In the solid-state SPECT camera extract, which camera does the literature suggest may be more suitable for imaging obese patients?

● **Source extract**:
------------------------------------------------
Even with different protocols, follow-up times and population cohorts, the message is similar: in more than 10,000 patients, the prognostic value of a normal and an abnormal stress SPECT study is similar if imaging is done using a traditional Na-I camera or a high-efficiency camera. However, imaging times are shorter and radiation doses are lower using the new technology.

What else has been learned in the past 7 years from the early adopters of solid-state cameras?

  1. (1)

    Radiation doses can be markedly decreased for both Tc-99m and Tl-201.

  2. (2)

    Imaging times are decreased. Further lowering of radiation doses can be exchanged for longer imaging time.

  3. (3)

    Normal SPECT (rest-stress, stress-rest, or stress-only) and abnormal SPECT have similar risk stratification and prognostication value using both types of cameras.

  4. (4)

    Correlation with angiographic results is acceptable and comparable to imaging with Na-I cameras.

  5. (5)

    Obesity is a challenge despite of the optimistic conclusions of some papers.20,21 Most studies with CZT cameras excluded obese and morbidly obese patients. The literature suggests that perhaps D-SPECT camera (Spectrum Dynamics) is more suitable for imaging obese patients compared to the Discovery 530 (GE Healthcare).22

What do we need to know in the future? Only preliminary data are available for some of the following:

  1. (1)

    Is simultaneous Tl-201/Tc-99m dual-isotope imaging with lower doses of both tracers, and Tl-201/I-123 MIBG imaging feasible?23

  2. (2)

    Is dynamic acquisition with possible coronary flow reserve and/or coronary flow determination possible?24

  3. (3)

    Will there be a role for CZT cameras for gated blood pool imaging with reduced radiation dose in oncology patients?25

  4. (4)

    Attenuation correction remains a challenge. Most users include prone in addition to supine imaging (made easy with short imaging time) in their standard imaging protocol. The addition of affordable CT attenuation with a coronary calcium score evaluation option would enormously improve diagnostic confidence, risk stratification, prognostication, and therapeutic decision making.

  5. (5)

    Future clinical trials utilizing SPECT imaging should include solid-state cameras for time to diagnosis, radiation dose, and cost effectiveness.
------------------------------------------------
● **Extracted records**:
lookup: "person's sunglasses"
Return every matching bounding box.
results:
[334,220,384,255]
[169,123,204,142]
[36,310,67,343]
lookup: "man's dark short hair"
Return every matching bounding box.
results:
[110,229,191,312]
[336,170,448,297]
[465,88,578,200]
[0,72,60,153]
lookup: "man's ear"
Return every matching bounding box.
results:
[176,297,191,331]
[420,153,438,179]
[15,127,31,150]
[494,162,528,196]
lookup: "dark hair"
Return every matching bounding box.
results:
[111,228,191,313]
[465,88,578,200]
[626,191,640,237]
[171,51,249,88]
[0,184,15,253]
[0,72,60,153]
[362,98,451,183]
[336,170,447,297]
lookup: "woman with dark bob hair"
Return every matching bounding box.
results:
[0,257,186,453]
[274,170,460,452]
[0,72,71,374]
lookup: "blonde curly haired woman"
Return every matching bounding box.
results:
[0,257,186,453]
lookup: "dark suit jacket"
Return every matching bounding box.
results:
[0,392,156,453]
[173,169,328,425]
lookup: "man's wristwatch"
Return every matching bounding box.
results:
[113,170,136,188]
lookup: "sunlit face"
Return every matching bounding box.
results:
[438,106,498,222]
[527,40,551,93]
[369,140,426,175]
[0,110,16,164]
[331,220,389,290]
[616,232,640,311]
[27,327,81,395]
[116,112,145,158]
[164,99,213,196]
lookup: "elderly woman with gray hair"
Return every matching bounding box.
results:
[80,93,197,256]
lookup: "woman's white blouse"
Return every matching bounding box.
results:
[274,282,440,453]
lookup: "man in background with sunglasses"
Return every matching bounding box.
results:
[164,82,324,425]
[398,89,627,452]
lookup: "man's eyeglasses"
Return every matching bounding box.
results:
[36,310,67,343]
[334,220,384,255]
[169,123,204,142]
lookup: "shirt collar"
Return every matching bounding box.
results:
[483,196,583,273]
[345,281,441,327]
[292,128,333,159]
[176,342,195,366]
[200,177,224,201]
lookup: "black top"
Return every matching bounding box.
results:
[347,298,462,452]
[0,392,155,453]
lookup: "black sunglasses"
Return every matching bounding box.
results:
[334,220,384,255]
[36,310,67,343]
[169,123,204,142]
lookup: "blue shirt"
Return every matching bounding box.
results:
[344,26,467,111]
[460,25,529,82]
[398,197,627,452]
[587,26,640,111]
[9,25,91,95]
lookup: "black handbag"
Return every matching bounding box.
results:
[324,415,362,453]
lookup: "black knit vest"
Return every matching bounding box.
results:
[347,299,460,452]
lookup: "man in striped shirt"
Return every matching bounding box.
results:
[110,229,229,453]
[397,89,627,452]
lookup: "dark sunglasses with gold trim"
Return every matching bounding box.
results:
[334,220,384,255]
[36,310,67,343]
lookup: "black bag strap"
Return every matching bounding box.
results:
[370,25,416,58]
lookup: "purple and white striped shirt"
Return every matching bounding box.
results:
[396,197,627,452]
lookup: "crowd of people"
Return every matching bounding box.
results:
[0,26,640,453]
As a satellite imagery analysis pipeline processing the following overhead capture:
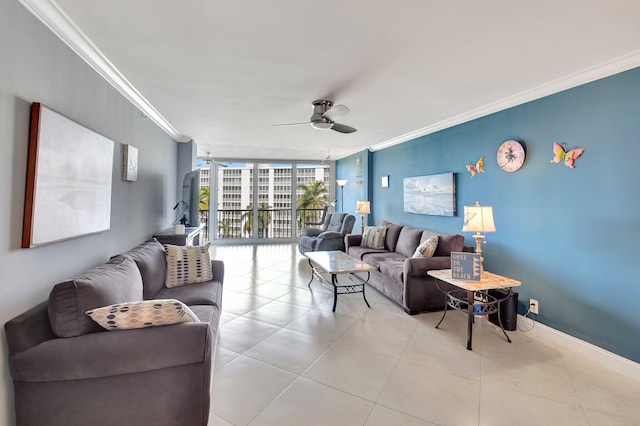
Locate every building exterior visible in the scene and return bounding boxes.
[200,163,330,239]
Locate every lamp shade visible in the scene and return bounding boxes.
[356,201,371,214]
[462,201,496,232]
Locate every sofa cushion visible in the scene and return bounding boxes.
[412,235,439,257]
[347,246,389,260]
[360,226,387,249]
[395,226,422,257]
[48,257,142,337]
[362,252,406,268]
[158,281,222,306]
[164,244,213,288]
[116,238,167,299]
[420,229,464,256]
[380,220,404,251]
[86,299,199,330]
[380,260,404,283]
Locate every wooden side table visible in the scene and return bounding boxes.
[427,269,522,350]
[153,225,204,246]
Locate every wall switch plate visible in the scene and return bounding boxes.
[529,299,540,315]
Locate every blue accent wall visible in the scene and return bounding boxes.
[336,68,640,362]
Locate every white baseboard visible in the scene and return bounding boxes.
[518,314,640,382]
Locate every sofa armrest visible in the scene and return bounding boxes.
[9,322,214,382]
[301,228,322,237]
[4,301,56,356]
[344,234,362,253]
[404,256,451,282]
[211,260,224,284]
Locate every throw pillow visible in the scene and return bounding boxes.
[360,226,387,249]
[413,235,439,257]
[164,244,213,288]
[86,299,199,330]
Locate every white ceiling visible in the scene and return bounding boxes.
[20,0,640,160]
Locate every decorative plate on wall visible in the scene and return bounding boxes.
[497,140,525,172]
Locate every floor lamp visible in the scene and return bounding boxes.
[336,179,347,212]
[356,201,371,235]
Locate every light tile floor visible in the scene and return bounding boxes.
[210,244,640,426]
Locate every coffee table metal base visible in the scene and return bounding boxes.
[307,259,371,312]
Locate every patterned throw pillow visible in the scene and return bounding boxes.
[86,299,199,330]
[413,235,440,257]
[164,244,213,288]
[360,226,387,249]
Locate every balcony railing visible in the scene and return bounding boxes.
[200,209,324,241]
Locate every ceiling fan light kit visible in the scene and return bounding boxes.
[276,99,357,133]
------------------------------------------------
● **Problem solution**:
The D-SPECT camera (Spectrum Dynamics)